---- RECORD EXTRACTS

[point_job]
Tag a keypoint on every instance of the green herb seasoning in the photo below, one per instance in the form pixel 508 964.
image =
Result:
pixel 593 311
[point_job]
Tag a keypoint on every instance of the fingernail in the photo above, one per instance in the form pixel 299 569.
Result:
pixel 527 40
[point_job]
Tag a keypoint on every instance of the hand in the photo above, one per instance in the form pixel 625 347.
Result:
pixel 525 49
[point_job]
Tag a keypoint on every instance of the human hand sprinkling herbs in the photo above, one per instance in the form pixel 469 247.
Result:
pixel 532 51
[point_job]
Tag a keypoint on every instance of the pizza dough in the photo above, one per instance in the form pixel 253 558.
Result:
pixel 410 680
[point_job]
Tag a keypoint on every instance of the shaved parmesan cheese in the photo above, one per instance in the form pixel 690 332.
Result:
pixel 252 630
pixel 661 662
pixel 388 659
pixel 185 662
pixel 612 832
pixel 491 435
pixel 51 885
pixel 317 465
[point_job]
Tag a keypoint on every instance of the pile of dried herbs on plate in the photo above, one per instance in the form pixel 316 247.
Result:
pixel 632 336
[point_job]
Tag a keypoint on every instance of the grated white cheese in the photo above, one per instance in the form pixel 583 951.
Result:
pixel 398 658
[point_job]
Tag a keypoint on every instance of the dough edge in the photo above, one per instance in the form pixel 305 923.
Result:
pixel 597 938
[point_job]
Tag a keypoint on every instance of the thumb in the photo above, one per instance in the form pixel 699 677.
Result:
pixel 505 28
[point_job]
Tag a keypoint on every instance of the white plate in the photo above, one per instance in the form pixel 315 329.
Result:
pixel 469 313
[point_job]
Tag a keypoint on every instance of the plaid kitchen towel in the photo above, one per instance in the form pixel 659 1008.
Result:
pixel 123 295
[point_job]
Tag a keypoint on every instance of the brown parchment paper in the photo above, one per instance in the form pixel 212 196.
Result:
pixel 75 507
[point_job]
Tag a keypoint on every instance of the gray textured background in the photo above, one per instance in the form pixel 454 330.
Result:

--------

• [PROBLEM DESCRIPTION] Copy out every line of the material above that contains the word "plate".

• [ANSWER TO THE PROBLEM]
Tag a keypoint on every instance of the pile of dried herbs on plate in the photo above, one per instance in the form pixel 316 247.
Tag a keypoint on every instance of the white plate in the photo above, one per instance in the form pixel 315 329.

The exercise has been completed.